* **TASK OBJECTIVE**
For this exercise, copy the data exactly and omit any images.

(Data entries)
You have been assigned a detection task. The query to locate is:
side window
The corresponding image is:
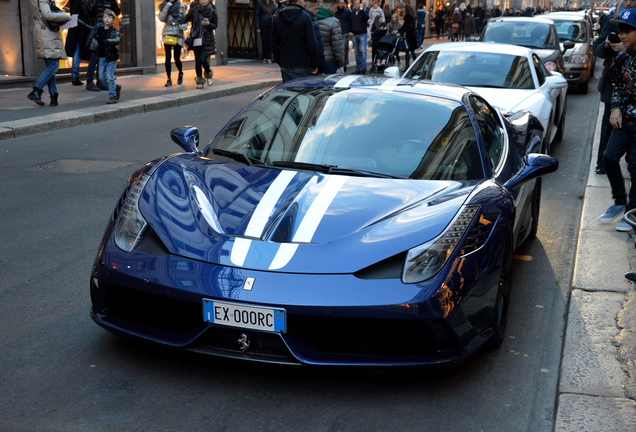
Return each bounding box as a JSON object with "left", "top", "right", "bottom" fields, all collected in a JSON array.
[
  {"left": 469, "top": 95, "right": 504, "bottom": 169},
  {"left": 533, "top": 54, "right": 546, "bottom": 86}
]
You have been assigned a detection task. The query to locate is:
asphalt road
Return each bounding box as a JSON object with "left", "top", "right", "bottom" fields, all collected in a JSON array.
[{"left": 0, "top": 78, "right": 597, "bottom": 431}]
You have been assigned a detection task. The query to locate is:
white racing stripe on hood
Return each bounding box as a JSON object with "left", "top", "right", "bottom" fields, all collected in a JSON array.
[
  {"left": 380, "top": 78, "right": 404, "bottom": 90},
  {"left": 230, "top": 170, "right": 297, "bottom": 267},
  {"left": 193, "top": 185, "right": 225, "bottom": 234},
  {"left": 334, "top": 75, "right": 361, "bottom": 88},
  {"left": 269, "top": 175, "right": 348, "bottom": 270}
]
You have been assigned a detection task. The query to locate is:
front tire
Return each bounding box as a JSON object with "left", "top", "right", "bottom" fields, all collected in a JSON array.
[
  {"left": 554, "top": 105, "right": 566, "bottom": 142},
  {"left": 485, "top": 229, "right": 513, "bottom": 350}
]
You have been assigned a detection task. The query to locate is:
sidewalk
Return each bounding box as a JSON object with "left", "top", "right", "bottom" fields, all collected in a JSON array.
[
  {"left": 0, "top": 60, "right": 283, "bottom": 141},
  {"left": 554, "top": 104, "right": 636, "bottom": 431}
]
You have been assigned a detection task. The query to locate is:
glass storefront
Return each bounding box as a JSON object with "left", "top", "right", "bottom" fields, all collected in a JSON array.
[{"left": 55, "top": 0, "right": 136, "bottom": 72}]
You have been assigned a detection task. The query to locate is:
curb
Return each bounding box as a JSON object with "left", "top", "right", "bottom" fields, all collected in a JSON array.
[{"left": 0, "top": 78, "right": 281, "bottom": 141}]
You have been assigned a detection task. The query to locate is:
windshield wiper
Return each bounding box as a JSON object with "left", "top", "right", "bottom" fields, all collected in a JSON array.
[
  {"left": 271, "top": 161, "right": 407, "bottom": 179},
  {"left": 211, "top": 149, "right": 267, "bottom": 166},
  {"left": 476, "top": 84, "right": 506, "bottom": 88}
]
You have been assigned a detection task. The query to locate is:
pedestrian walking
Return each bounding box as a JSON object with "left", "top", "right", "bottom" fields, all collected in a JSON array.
[
  {"left": 398, "top": 5, "right": 417, "bottom": 69},
  {"left": 27, "top": 0, "right": 72, "bottom": 107},
  {"left": 271, "top": 0, "right": 318, "bottom": 82},
  {"left": 302, "top": 0, "right": 326, "bottom": 74},
  {"left": 334, "top": 0, "right": 353, "bottom": 71},
  {"left": 598, "top": 8, "right": 636, "bottom": 231},
  {"left": 85, "top": 9, "right": 121, "bottom": 104},
  {"left": 181, "top": 0, "right": 218, "bottom": 89},
  {"left": 350, "top": 0, "right": 369, "bottom": 74},
  {"left": 434, "top": 4, "right": 445, "bottom": 39},
  {"left": 256, "top": 0, "right": 277, "bottom": 63},
  {"left": 64, "top": 0, "right": 91, "bottom": 87},
  {"left": 83, "top": 0, "right": 120, "bottom": 92},
  {"left": 463, "top": 9, "right": 475, "bottom": 39},
  {"left": 416, "top": 4, "right": 426, "bottom": 47},
  {"left": 316, "top": 2, "right": 344, "bottom": 74},
  {"left": 158, "top": 0, "right": 187, "bottom": 87}
]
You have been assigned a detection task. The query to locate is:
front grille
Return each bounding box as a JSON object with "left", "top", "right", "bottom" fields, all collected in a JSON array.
[
  {"left": 290, "top": 315, "right": 458, "bottom": 356},
  {"left": 104, "top": 283, "right": 203, "bottom": 334}
]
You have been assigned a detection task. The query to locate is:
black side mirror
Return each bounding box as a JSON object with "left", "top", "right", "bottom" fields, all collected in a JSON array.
[
  {"left": 170, "top": 126, "right": 200, "bottom": 153},
  {"left": 562, "top": 41, "right": 575, "bottom": 52},
  {"left": 505, "top": 153, "right": 559, "bottom": 190}
]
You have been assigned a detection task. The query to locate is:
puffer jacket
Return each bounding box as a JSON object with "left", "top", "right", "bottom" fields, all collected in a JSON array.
[
  {"left": 316, "top": 7, "right": 344, "bottom": 68},
  {"left": 29, "top": 0, "right": 69, "bottom": 59},
  {"left": 181, "top": 2, "right": 218, "bottom": 56},
  {"left": 159, "top": 0, "right": 186, "bottom": 43}
]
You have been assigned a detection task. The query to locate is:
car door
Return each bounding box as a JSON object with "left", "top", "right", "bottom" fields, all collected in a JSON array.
[{"left": 533, "top": 53, "right": 561, "bottom": 145}]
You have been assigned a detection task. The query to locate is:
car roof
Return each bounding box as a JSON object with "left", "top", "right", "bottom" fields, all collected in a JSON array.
[
  {"left": 489, "top": 17, "right": 555, "bottom": 25},
  {"left": 543, "top": 12, "right": 588, "bottom": 22},
  {"left": 274, "top": 75, "right": 473, "bottom": 102},
  {"left": 424, "top": 41, "right": 534, "bottom": 57}
]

* **SOLUTION FOR THIS EXERCISE**
You have been assigned a detection task. The query to locate is:
side window
The corresponding image is:
Return each bounding box as a JSON object with "left", "top", "right", "bottom" fields, all collected in a JSON array.
[
  {"left": 469, "top": 95, "right": 504, "bottom": 169},
  {"left": 533, "top": 54, "right": 546, "bottom": 86}
]
You have been assigned a detection task. The query to locate is:
asphalt road
Return each bounding box as a JSON object with "left", "top", "right", "bottom" fields, all collected in a JSON array.
[{"left": 0, "top": 78, "right": 597, "bottom": 431}]
You have been assigned a detection task. The query to locate is:
white racing stripe on hood
Return each bounding box as a JSON object with "left", "top", "right", "bottom" fields, all collected in a JSON array.
[
  {"left": 380, "top": 78, "right": 404, "bottom": 90},
  {"left": 230, "top": 170, "right": 297, "bottom": 267},
  {"left": 193, "top": 185, "right": 225, "bottom": 234},
  {"left": 334, "top": 75, "right": 361, "bottom": 88},
  {"left": 269, "top": 175, "right": 348, "bottom": 270}
]
You have been assigned a detection task. The query to locate is:
front tire
Return each bounding box as a JSON object with "left", "top", "right", "bottom" fields, all collected in a JSON array.
[
  {"left": 554, "top": 105, "right": 566, "bottom": 142},
  {"left": 485, "top": 229, "right": 513, "bottom": 350}
]
You have been assigned a detection task. The query to locate is:
sidewalk
Return each bounding box as a JSON object with "left", "top", "right", "bottom" fields, all collected in a JSON array.
[
  {"left": 0, "top": 60, "right": 283, "bottom": 141},
  {"left": 554, "top": 104, "right": 636, "bottom": 431}
]
You have been assigned a detection task. The query to locate is:
glass storefront
Return each bounding box as a JSON object with "left", "top", "right", "bottom" fields, all collected in a JSON array.
[{"left": 55, "top": 0, "right": 136, "bottom": 72}]
You have been assigned a detection task. The query to locate is:
curb
Return each bounding box as a JSON object with "left", "top", "right", "bottom" fields, all collected in a JSON array.
[{"left": 0, "top": 78, "right": 281, "bottom": 141}]
You have been assigned a detection task. The query to locate is:
windshield wiper
Return each bounding box as a JSON object with "left", "top", "right", "bottom" fields, all collected in a JSON array.
[
  {"left": 271, "top": 161, "right": 407, "bottom": 179},
  {"left": 211, "top": 149, "right": 267, "bottom": 166},
  {"left": 476, "top": 84, "right": 506, "bottom": 88}
]
You have been assigned a detection task. The query to locate is:
pedestrian walking
Return each bounding box as a JSON object with "left", "top", "right", "bottom" fields, all collected in a JSON array.
[
  {"left": 398, "top": 5, "right": 417, "bottom": 69},
  {"left": 27, "top": 0, "right": 72, "bottom": 107},
  {"left": 271, "top": 0, "right": 318, "bottom": 82},
  {"left": 302, "top": 0, "right": 326, "bottom": 74},
  {"left": 334, "top": 0, "right": 353, "bottom": 71},
  {"left": 598, "top": 8, "right": 636, "bottom": 231},
  {"left": 85, "top": 9, "right": 121, "bottom": 104},
  {"left": 181, "top": 0, "right": 218, "bottom": 89},
  {"left": 350, "top": 0, "right": 369, "bottom": 74},
  {"left": 434, "top": 4, "right": 445, "bottom": 39},
  {"left": 256, "top": 0, "right": 277, "bottom": 63},
  {"left": 64, "top": 0, "right": 91, "bottom": 87},
  {"left": 83, "top": 0, "right": 120, "bottom": 92},
  {"left": 463, "top": 9, "right": 475, "bottom": 39},
  {"left": 416, "top": 4, "right": 426, "bottom": 47},
  {"left": 316, "top": 2, "right": 344, "bottom": 74},
  {"left": 158, "top": 0, "right": 187, "bottom": 87}
]
You have been assigned a detection task. The query to locate is:
front grille
Return each bounding box as a JSON object with "left", "top", "right", "bottom" fields, all collected in a JSON array.
[
  {"left": 290, "top": 315, "right": 458, "bottom": 356},
  {"left": 104, "top": 283, "right": 203, "bottom": 334}
]
You have been assigned a detection task. The query to locate is:
black side mirror
Return each bounding box as a JSON object with "left", "top", "right", "bottom" fields, all collected in a JSON array.
[
  {"left": 170, "top": 126, "right": 200, "bottom": 153},
  {"left": 562, "top": 41, "right": 575, "bottom": 52},
  {"left": 505, "top": 153, "right": 559, "bottom": 190}
]
You have been assigned a detection task. The query to locate is:
puffer jacket
Return each bounding box as a JSON object with "left", "top", "right", "bottom" fields, all collected in a JSON array.
[
  {"left": 316, "top": 7, "right": 344, "bottom": 68},
  {"left": 29, "top": 0, "right": 69, "bottom": 59},
  {"left": 181, "top": 2, "right": 218, "bottom": 56},
  {"left": 159, "top": 0, "right": 186, "bottom": 43}
]
You have been assigned a detection task. The query to locate is:
car door
Return each bounding box as a JSON object with "left", "top", "right", "bottom" fields, all collected in a JSON array.
[{"left": 533, "top": 53, "right": 561, "bottom": 145}]
You have been assigned a detection task. The query to locate is:
car roof
Return each bounding box as a JSON object with "left", "top", "right", "bottom" fields, all collected in a JSON array.
[
  {"left": 489, "top": 17, "right": 555, "bottom": 25},
  {"left": 543, "top": 12, "right": 588, "bottom": 22},
  {"left": 274, "top": 75, "right": 473, "bottom": 102},
  {"left": 424, "top": 41, "right": 534, "bottom": 57}
]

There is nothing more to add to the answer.